**Fuente**
◆ ◆ ◆

Se levanta por fin la señora rubia y como estaba sentada en los asientos delanteros, camina aferrándose en los barrotes y cuando está casi a las espaldas del chofer le pide que por favor se detenga en la cuadra siguiente. El hombre pareciera no escuchar su petición y muy por el contrario, pulsa el acelerador y el microbús cruza raudo esa cuadra y la siguiente y la subsiguiente hasta detenerse tres paraderos más allá.
La faz de la señora se contrae, se enrojece y en un ejercicio en que pondrá en juego su don de dama y la exteriorización de su furia, sólo dirá:
-Con el respeto que me merecen todos ustedes, señores pasajeros, te digo…
Esta pausa es necesaria por la sencilla razón que lo que prosigue está provisto de una singularidad que transita entre el enfado y la comicidad más absoluta. Porque, después de su advertencia hacia los pasajeros que contemplaban con viva atención la escena, se dirigió al chofer, masticando cada una de sus palabras:
-A ti, chofer, te digo que eres un concha de tu madre. El insulto resultó tan aséptico y tan desactivado de esa necesaria entonación que recorta palabras y las funde, transformando la frase en un estilete destinado a herir en lo más profundo al interlocutor. En consecuencia, las risas de los pasajeros surgieron espontáneas, liberadoras y contagiosas. Eso no parecía un garabato, sino una expresión que hasta la RAE habría aprobado.Tanto así, que el mismo chofer río de buena gana con ese insulto que no alcanzó ni a hacerle cosquillas a su honra porque más parecía un simple tirón de orejas.

◆ ◆ ◆

**Objetivo a**
Responde según el relato del microbús:
(i) ¿Qué le pide la señora rubia al chofer?
(ii) ¿Cuántos paraderos más allá se detiene el microbús?
(iii) ¿Cómo reacciona el chofer ante el insulto?

**Datos de entrada**
◆ ◆ ◆

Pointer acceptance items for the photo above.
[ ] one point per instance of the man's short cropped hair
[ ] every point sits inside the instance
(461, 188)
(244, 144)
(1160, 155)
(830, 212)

◆ ◆ ◆

**Objetivo b**
Reescribe las líneas de las entradas sustituyendo "short cropped hair" por "dark jacket" y sin cambiar nada más.

**Respuesta escrita a**
(i) Que por favor se detenga en la cuadra siguiente.
(ii) Tres paraderos más allá.
(iii) Ríe de buena gana.

**Respuesta escrita b**
Pointer acceptance items for the photo above.
[ ] one point per instance of the man's dark jacket
[ ] every point sits inside the instance
(461, 188)
(244, 144)
(1160, 155)
(830, 212)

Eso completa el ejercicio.